TASK REQUIREMENTS> In the 4S 2018 conference report, rewrite the passage from "Food Values Research Group at" to "and embedded practices.", changing "Sydney" to "Sydney, Australia" throughout.

QUOTED PASSAGE>
--- START ---

Food Values Research Group at 4S 2018, Sydney
Over the last week, members of the Food Values Research Group (FVRG) have been presenting their research and participating in panel discussions at the 2018 4S Conference held at the International Convention Centre in Sydney.
The theme for this year's 4S (Society for the Social Studies of Science) conference was "TRANSnational Society and Technology Studies (STS)" - with a focus on the global scale and diverse regional natures of STS. Talks covered a huge range of topics drawing upon a plurality of approaches - foregrounding indigenous knowledge, examining global collaboration, and emphasising regional expertise, embodied, and embedded practices.
The FVRG's Rachel Ankeny and Heather Bray of the University of Adelaide organised two Saturday morning sessions for the conference, looking at "Transgressing the Intersection of Science and Food."
To kick off the first session, Val J Martin (Illinois Institute of Technology) spoke on emerging narratives from different interest groups around the promise and limitations of CRISPR technology for food production. FVRG's Emily Buddle (University of Adelaide) then presented research that she, Heather Bray, and Rachel Ankeny have been doing examining consumer attitudes around animal treatment in agriculture and a perceived resulting "essence" in meat that can affect consumers. She discussed different conceptions of "welfare," how attitudes are formed, influenced and shaped socially and culturally, and the effect these may have on the social licence of meat producers. Finally, Bill Doolan (Auckland University of Technology) and Brian Bloomfield (Lancaster University) looked at the uneasy coexistence and potentially toxic mix of oil and gas extraction from under prime agricultural land in the Taranaki region of New Zealand.
In the second session, Wythe Marschall (Harvard University) was up first talking about participatory, more-than-human approaches to understanding the practices and value discourses of pericapitalist (situated at once both inside and outside of capitalist spaces) vertical farming in New York City. Heather Bray then presented some findings on how antibiotic use in animal agriculture is framed in the Australian media. She was followed by Ignace Schoot (Memorial University of Newfoundland) looking at techniques of containment in salmon aquaculture as material practices through which multiple insides and outsides are created, connected, and kept apart. To finish up the sessions we had the research of Richard Helliwell (University of Nottingham), Sujatha Raman (ANU), and Carol Morris (University of Nottingham) on transgressing the intersection between antibiotics and food production via animal health management.
Thank you so much for all of the wonderful participants and organisers for making 4S 2018 such an enriching and valuable event!

--- END ---

DATA EXTRACT>
--- START ---

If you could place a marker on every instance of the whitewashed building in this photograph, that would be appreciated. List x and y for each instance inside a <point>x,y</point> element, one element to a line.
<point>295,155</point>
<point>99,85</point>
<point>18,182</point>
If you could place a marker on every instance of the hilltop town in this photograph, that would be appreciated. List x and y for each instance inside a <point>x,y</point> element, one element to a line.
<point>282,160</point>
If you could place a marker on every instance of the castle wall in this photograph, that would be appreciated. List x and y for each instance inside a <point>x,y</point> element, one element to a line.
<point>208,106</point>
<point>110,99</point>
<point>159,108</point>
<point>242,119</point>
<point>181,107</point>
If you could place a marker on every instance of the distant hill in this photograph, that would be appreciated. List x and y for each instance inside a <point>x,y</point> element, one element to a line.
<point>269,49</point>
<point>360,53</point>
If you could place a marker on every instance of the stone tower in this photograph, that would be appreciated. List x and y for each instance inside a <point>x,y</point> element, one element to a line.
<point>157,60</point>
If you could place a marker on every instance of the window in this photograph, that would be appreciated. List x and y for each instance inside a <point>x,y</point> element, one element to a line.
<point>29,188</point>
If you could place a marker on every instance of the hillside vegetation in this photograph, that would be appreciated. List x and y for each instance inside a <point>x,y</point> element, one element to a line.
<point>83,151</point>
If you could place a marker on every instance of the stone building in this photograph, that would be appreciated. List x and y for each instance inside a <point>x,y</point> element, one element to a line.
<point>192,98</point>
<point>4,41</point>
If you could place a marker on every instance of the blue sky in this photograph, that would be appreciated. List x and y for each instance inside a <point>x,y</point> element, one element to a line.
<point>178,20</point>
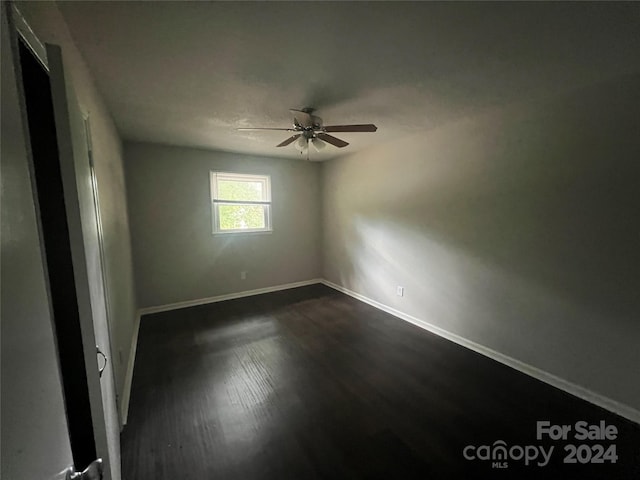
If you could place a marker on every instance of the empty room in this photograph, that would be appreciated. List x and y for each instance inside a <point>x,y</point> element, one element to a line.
<point>320,240</point>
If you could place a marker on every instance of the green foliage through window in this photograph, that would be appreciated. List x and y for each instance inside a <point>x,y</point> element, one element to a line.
<point>241,202</point>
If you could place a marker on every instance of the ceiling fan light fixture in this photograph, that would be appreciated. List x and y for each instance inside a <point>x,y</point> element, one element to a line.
<point>302,143</point>
<point>318,144</point>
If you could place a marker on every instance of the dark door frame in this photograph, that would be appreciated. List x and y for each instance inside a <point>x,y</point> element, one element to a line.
<point>46,177</point>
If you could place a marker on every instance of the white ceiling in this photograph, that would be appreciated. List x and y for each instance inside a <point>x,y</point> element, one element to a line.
<point>190,73</point>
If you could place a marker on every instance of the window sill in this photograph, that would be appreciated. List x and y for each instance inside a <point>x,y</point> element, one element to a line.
<point>243,232</point>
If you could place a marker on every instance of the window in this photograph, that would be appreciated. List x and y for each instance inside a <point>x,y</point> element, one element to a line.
<point>240,202</point>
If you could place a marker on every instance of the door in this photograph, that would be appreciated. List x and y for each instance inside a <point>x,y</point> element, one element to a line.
<point>35,435</point>
<point>61,409</point>
<point>78,182</point>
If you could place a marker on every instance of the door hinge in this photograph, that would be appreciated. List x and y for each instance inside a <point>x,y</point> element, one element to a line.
<point>92,472</point>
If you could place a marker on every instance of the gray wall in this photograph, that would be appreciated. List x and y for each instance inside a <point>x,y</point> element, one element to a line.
<point>516,229</point>
<point>49,25</point>
<point>176,256</point>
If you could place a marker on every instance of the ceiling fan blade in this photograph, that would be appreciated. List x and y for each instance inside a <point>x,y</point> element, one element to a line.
<point>302,118</point>
<point>369,127</point>
<point>332,140</point>
<point>248,129</point>
<point>288,141</point>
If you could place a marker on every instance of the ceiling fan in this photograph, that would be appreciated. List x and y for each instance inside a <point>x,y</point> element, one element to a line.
<point>310,131</point>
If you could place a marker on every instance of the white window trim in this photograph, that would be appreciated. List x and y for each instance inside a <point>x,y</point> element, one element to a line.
<point>265,179</point>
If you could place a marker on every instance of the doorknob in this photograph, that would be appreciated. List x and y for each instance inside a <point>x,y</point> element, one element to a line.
<point>92,472</point>
<point>104,358</point>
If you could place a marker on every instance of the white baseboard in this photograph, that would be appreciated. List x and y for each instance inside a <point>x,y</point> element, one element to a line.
<point>228,296</point>
<point>569,387</point>
<point>128,378</point>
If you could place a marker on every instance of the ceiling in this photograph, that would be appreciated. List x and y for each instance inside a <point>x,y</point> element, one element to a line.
<point>190,73</point>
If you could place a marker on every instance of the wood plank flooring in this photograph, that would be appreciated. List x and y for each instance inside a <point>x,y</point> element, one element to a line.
<point>311,384</point>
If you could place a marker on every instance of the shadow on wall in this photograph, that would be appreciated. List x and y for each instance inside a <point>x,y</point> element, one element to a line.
<point>550,194</point>
<point>525,220</point>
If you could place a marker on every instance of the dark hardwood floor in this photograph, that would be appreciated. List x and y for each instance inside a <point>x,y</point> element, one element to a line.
<point>311,384</point>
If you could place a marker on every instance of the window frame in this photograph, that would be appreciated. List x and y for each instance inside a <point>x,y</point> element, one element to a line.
<point>214,176</point>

--- END ---

FINISHED EXERCISE>
Food Values Research Group at 4S 2018, Sydney, Australia
Over the last week, members of the Food Values Research Group (FVRG) have been presenting their research and participating in panel discussions at the 2018 4S Conference held at the International Convention Centre in Sydney, Australia.
The theme for this year's 4S (Society for the Social Studies of Science) conference was "TRANSnational Society and Technology Studies (STS)" - with a focus on the global scale and diverse regional natures of STS. Talks covered a huge range of topics drawing upon a plurality of approaches - foregrounding indigenous knowledge, examining global collaboration, and emphasising regional expertise, embodied, and embedded practices.